Directives —
[1] In the excerpt on forming stock material, rewrite the paragraph beginning "In another embodiment, a method of forming a stock material" as a short list of steps, keeping its main facts.
[2] Answer these questions from the excerpt on forming stock material:
(a) Where does the fully compressed stock drop after the smaller pin moves away from the front tightener?
(b) In which direction is the nest movable?
(c) Which tightener is the smaller pin connected to?
[3] Continue the excerpt on forming stock material from where it stops.

Selected excerpt —
◆ ◆ ◆ ◆ ◆ ◆ ◆

A front tightener and a back tightener, of a lower tool set, are
moved towards each other to come in contact with the partially
compressed stock. The partially compressed stock is compressed, by
use of the front tightener and the back tightener, around a
relatively smaller pin than the large pin, the smaller pin
connected to the back tightener, such that the partially compressed
stock is compressed to a fully compressed state, wherein the two
ends of the fully compressed stock partially overlap to form a
complete circular shape. The smaller pin is moved in a horizontal
direction away from the front tightener. The fully compressed stock
is dropped from the small pin to a receptacle located below the
lower tool set.
[0010] In another embodiment, a method of forming a stock material
is provided. A front cradle and a back cradle of a first tool set
are moved to compress a piece of stock material around a large pin,
the large pin located intermediate the front cradle and the back
cradle, wherein the stock material forms an at least partially
circular shape and is in a partially compressed state. The
partially compressed stock automatically moves to a location
between a front tightener and a back tightener of a second tool
set. The partially compressed stock is compressed around a small
pin with the front and back tighteners, the stock material forming
a complete circular shape and being in a fully compressed state.
The fully compressed stock is released from the small pin.
[0011] In another embodiment, an apparatus for forming a piece of
material is provided. An upper tool set, movable in a horizontal
forward and backward direction, comprises a front cradle and a back
cradle adapted to compress the piece of material around a large
pin. A nest, movable in a horizontal left and right direction,
comprises a left nesting slide and a right nesting slide, wherein
the nest is located at a vertical level below the upper tool set. A
lower tool set, movable in a horizontal forward and backward
direction, comprises a front tightener and a back tightener,
wherein the lower tool set is at a vertical level below the nest
and the nesting slides are approximately perpendicular to the lower
tool set, wherein the front and back tighteners are adapted to
compress around a small pin, the small pin being smaller than the
large pin.

◆ ◆ ◆ ◆ ◆ ◆ ◆

Data excerpts —
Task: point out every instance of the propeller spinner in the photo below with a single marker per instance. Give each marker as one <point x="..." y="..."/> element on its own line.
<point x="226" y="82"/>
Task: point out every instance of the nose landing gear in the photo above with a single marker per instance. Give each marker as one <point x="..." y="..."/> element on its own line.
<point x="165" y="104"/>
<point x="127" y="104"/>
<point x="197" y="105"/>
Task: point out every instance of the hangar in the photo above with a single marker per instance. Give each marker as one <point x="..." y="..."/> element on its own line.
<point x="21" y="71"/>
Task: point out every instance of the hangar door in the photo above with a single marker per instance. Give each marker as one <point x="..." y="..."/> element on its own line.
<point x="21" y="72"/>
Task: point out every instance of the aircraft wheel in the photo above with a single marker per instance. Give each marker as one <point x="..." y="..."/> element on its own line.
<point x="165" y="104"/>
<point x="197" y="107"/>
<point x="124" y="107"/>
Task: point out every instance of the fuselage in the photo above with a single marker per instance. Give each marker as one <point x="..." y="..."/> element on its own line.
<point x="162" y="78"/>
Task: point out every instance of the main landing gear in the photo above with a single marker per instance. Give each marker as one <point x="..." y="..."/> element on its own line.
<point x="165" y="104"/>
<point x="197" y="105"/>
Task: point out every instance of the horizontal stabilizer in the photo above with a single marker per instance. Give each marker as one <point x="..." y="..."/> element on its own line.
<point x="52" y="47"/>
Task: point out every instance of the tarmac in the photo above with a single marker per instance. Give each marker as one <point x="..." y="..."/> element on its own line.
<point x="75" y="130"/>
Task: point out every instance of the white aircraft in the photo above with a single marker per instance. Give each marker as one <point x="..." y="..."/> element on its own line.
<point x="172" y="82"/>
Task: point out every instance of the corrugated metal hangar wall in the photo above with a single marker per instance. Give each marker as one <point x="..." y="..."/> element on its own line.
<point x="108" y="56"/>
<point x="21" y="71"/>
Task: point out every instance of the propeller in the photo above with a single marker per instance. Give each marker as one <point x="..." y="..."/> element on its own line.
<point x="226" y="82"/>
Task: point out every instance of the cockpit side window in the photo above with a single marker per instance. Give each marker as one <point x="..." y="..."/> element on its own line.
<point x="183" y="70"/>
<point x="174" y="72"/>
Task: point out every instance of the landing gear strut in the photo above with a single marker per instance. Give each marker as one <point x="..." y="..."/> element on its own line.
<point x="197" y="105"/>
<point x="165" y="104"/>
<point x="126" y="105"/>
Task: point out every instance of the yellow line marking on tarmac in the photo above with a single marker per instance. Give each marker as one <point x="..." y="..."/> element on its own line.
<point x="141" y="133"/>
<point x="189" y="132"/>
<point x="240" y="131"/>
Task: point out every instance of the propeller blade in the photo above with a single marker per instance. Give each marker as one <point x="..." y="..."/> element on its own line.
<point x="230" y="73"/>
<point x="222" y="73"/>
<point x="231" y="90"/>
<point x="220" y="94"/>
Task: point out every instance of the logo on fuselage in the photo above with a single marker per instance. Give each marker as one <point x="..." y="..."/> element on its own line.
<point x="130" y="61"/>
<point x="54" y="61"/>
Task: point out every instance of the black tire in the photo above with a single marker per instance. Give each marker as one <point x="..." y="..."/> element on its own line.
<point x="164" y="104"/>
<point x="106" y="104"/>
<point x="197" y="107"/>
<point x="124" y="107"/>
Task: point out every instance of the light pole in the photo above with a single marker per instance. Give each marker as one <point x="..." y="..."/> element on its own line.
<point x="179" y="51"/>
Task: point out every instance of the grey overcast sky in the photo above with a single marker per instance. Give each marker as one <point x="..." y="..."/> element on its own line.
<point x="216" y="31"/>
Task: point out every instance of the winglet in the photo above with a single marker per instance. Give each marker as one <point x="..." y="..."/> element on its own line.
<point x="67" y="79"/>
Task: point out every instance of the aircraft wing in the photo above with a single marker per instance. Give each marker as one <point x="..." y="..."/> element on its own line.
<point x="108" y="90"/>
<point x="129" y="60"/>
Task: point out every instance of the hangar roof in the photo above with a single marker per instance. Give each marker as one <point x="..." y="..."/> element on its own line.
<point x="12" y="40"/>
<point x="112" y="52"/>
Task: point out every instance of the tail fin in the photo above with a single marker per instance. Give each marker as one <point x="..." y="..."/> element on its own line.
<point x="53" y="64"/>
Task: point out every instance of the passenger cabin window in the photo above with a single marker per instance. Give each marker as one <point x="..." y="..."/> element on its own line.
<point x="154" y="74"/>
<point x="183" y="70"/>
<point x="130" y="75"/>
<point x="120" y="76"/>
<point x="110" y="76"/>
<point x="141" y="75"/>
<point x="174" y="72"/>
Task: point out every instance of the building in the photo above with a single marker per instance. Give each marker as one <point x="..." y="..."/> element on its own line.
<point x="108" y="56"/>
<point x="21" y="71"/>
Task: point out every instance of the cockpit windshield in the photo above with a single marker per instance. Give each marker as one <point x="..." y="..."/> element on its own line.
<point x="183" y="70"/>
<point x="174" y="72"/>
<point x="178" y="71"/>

◆ ◆ ◆ ◆ ◆ ◆ ◆

Results in order —
[1]
- The front and back cradles of a first tool set compress a piece of stock material around a large pin between them. This gives an at least partially circular, partially compressed shape.
- The partially compressed stock automatically moves to a spot between the front and back tighteners of a second tool set.
- The tighteners compress the stock around a small pin until it forms a complete circle and is fully compressed.
- The fully compressed stock is released from the small pin.

[2]
(a) Into a receptacle located below the lower tool set.
(b) In a horizontal left and right direction.
(c) The back tightener.

[3]
BRIEF DESCRIPTION OF THE DRAWINGS
[0012] FIG. 1 is a schematic view from overhead of an embodiment of
the upper or top cradle tools.
[0013] FIG. 2 is a schematic view of an embodiment of a stock unit
after it is shaped by the front cradle around a large pin.
[0014] FIG. 3 is a schematic side view of the embodiment of FIG.
1.
[0015] FIG. 4 is a schematic view from overhead of the upper or top
cradle tools with the nesting slides in position to hold a
partially formed tolerance ring.
[0016] FIG. 5 is a schematic view from overhead view of an
embodiment of the lower or bottom cradle tools.
[0017] FIG. 6 is a schematic side view of the embodiment of FIG.
5.
[0018] FIG. 7 is a schematic view from overhead of an embodiment of
the upper or top cradle tools, nesting slides, and lower cradle
tools.
[0019] FIG. 8 is a schematic side view of the embodiment of FIG.
7.
[0020] FIG. 9 is a schematic view from overhead of the nesting
slides.
[0021] FIG. 10 is a schematic side view of the nesting slides and
the large pin.
[0022] FIG. 11 is a schematic view from overhead of an embodiment
of the large pin and ejectors.
[0023] FIG. 12 is a schematic side view of the embodiment of FIG.
11.
DETAILED DESCRIPTION OF THE PREFERRED EMBODIMENTS
[0024] Embodiments of the invention are directed towards forming
manufacturing parts in a quick and efficient manner. The systems
and procedures employed here may apply to a variety of shapes and
materials. One of the embodiments is directed to forming tolerance
rings; however, the invention can be used to form a variety of
parts. Generally, the embodiments described below will be used for
objects composed of metal; however, it is understood that the
invention may be used with any suitable materials that may be
readily transformed from one configuration to another.
[0025] Tolerance rings are generally circular ring-like structures
formed from a metal stock unit. In order to form a tolerance ring,
the metal stock is rolled to a precise radial measurement so that
it may perform in its corresponding mechanical and/or electrical
component. For example, tolerance rings may be used in disk drives
or automotive parts. Tolerance rings may be substantially circular
strips of metal with a plurality of dimple and/or bumps located
thereon. It will be appreciated that other types of parts may be
formed in addition to tolerance rings. Preferably the apparatus and
the process may be best understood with reference to the
accompanying figures.
[0026] FIG. 1 is an overhead view of the upper tool set 12 of an
embodiment of a fourslide device 10. The upper tool set 12 is
comprised of a front cradle 14 and a back cradle 16. Between the
two cradles 14, 16 lies a large pin 18 for shaping the stock 20.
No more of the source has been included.